EXERCISE DESCRIPTION:
Transcribe only the part of the listing below that begins at the line containing "written like (51,60)." and runs to its final line, keeping both ends.
=====
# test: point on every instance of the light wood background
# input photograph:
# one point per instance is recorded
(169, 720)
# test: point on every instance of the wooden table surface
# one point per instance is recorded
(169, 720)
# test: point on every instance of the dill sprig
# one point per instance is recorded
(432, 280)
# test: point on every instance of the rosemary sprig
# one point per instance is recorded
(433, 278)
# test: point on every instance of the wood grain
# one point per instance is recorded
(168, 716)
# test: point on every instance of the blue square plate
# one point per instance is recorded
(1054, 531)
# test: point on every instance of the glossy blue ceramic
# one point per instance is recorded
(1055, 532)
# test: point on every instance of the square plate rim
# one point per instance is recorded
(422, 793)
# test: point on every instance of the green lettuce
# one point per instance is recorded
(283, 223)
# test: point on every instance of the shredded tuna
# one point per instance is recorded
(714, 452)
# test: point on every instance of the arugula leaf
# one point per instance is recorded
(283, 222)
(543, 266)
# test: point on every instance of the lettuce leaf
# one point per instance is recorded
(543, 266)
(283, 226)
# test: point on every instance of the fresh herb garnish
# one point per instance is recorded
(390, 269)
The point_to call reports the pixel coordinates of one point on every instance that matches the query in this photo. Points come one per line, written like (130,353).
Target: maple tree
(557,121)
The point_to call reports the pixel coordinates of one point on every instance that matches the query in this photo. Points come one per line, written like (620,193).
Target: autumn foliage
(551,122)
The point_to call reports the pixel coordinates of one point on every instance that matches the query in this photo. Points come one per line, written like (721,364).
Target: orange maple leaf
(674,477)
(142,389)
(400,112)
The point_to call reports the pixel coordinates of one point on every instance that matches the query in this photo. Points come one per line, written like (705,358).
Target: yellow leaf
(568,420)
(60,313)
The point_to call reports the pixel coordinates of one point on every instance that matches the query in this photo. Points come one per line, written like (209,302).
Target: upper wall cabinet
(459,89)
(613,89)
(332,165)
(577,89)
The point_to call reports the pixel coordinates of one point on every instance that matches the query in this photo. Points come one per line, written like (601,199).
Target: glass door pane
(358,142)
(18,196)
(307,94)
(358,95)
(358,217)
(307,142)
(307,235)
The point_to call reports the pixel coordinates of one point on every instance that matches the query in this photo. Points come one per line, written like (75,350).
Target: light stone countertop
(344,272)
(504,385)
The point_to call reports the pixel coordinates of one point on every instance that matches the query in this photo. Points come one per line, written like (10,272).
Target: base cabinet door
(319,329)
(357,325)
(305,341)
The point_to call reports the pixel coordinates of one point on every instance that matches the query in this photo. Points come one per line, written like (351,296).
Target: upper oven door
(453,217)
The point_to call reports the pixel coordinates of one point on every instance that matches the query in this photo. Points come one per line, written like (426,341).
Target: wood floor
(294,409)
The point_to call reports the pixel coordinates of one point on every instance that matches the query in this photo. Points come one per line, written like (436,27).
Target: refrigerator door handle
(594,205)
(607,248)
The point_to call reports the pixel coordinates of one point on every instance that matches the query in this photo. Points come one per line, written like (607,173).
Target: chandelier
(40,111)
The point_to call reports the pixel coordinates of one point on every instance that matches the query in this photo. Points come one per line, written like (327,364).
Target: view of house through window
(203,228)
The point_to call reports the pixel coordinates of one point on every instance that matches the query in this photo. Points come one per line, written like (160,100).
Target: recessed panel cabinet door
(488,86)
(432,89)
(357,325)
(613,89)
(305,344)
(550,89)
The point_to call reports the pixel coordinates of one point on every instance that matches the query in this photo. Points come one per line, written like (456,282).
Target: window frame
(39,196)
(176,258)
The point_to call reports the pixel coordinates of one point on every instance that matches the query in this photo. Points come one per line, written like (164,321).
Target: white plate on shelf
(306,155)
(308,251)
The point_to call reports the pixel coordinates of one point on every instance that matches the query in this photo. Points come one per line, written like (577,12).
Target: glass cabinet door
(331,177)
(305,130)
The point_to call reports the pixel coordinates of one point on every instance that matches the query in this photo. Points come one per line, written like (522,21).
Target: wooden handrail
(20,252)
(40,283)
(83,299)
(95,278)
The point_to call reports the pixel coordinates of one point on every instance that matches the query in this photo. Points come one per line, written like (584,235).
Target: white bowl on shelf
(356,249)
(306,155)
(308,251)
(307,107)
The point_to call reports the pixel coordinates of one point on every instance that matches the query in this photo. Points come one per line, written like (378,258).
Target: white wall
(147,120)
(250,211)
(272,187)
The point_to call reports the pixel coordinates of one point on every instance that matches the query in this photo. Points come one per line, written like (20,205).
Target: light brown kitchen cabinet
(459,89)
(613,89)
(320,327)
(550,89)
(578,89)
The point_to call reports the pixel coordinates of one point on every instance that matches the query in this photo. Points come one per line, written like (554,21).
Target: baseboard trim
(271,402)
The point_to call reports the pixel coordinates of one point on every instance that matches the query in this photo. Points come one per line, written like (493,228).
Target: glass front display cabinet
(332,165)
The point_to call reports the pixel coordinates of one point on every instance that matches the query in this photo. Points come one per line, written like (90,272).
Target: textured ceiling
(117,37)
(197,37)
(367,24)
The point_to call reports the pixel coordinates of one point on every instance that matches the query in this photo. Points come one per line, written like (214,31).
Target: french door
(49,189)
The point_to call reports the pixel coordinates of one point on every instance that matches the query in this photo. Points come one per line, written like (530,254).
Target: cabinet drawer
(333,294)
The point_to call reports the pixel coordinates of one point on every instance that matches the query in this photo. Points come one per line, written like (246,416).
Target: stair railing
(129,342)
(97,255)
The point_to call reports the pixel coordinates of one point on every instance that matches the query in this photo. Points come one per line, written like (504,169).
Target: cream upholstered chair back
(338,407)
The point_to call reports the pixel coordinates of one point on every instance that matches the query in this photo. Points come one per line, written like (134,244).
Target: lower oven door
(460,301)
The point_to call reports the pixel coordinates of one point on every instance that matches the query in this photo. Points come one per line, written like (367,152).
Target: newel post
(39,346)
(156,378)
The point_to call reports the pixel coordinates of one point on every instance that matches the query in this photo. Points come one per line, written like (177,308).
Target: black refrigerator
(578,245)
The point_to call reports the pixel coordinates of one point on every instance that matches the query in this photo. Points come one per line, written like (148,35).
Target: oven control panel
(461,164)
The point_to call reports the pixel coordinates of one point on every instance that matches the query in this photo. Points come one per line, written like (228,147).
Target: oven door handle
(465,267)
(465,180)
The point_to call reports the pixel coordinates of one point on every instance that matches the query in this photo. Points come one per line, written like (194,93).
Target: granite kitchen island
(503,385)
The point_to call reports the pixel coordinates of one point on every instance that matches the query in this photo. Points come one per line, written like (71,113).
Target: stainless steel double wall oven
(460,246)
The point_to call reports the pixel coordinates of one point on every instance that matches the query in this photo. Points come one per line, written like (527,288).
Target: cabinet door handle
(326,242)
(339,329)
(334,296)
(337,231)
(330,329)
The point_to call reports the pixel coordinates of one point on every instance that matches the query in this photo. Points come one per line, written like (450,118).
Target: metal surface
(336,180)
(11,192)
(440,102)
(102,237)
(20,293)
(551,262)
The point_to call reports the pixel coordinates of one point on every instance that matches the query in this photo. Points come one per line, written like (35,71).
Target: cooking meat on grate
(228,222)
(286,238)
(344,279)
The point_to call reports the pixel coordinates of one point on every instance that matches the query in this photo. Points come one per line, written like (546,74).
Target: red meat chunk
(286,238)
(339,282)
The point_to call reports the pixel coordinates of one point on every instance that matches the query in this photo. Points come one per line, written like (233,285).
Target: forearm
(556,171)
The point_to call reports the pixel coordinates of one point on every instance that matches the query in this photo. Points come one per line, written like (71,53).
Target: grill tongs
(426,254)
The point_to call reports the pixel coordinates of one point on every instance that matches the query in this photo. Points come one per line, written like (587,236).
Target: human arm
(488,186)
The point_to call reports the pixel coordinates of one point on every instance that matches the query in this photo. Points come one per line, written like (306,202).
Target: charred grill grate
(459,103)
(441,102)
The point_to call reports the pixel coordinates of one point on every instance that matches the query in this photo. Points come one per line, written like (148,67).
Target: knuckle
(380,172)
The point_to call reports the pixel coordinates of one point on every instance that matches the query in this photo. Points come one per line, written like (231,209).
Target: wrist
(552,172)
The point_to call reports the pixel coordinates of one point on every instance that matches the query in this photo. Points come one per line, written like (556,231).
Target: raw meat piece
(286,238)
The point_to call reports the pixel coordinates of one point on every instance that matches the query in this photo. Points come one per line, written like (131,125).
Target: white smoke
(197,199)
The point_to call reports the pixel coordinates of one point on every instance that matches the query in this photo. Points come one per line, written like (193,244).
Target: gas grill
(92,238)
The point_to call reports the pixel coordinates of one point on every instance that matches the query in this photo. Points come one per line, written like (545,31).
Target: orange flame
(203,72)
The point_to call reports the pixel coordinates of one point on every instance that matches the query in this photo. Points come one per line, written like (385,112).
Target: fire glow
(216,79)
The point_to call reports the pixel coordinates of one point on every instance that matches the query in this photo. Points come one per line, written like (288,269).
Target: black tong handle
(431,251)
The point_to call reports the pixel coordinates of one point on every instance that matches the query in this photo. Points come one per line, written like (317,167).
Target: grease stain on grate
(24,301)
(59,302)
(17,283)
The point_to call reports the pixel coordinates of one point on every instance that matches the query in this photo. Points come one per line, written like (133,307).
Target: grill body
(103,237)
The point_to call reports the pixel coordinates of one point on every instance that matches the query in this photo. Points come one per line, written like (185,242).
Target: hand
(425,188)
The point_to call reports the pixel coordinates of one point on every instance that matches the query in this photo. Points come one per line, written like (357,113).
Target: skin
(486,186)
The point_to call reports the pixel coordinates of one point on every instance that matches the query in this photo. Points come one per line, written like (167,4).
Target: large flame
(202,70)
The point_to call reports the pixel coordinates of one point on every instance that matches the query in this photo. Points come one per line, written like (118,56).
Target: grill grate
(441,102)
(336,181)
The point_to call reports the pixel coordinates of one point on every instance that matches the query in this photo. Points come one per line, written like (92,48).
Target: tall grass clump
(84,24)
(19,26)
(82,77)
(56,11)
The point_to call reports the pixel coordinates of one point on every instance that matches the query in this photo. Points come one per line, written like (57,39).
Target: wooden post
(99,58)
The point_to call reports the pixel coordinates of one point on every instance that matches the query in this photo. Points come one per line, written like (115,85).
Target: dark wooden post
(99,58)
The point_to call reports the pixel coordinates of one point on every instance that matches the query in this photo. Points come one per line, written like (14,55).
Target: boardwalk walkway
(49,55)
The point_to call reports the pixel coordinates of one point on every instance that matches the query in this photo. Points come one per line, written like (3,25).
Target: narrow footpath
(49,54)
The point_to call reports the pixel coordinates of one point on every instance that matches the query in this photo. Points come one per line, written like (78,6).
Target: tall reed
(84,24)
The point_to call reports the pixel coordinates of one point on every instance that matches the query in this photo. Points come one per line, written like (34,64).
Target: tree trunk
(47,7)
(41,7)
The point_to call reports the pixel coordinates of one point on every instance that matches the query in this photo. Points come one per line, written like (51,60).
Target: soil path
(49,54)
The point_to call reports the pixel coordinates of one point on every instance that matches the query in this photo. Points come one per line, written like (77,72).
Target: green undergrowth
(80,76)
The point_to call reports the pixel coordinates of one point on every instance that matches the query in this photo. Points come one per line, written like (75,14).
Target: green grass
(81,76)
=====
FULL RESPONSE:
The point_to call reports the pixel coordinates of one point on every instance that matches the query in this photo. Points come one per line, written like (51,60).
Target: soil path
(49,54)
The point_to call reports the pixel coordinates of one point on every instance that matches the query in this photo. Points come one per line, written like (77,72).
Target: green undergrowth
(80,76)
The point_to call reports the pixel coordinates of one point on every instance that matches the query in this photo. Points come one per line, written like (75,14).
Target: green grass
(81,76)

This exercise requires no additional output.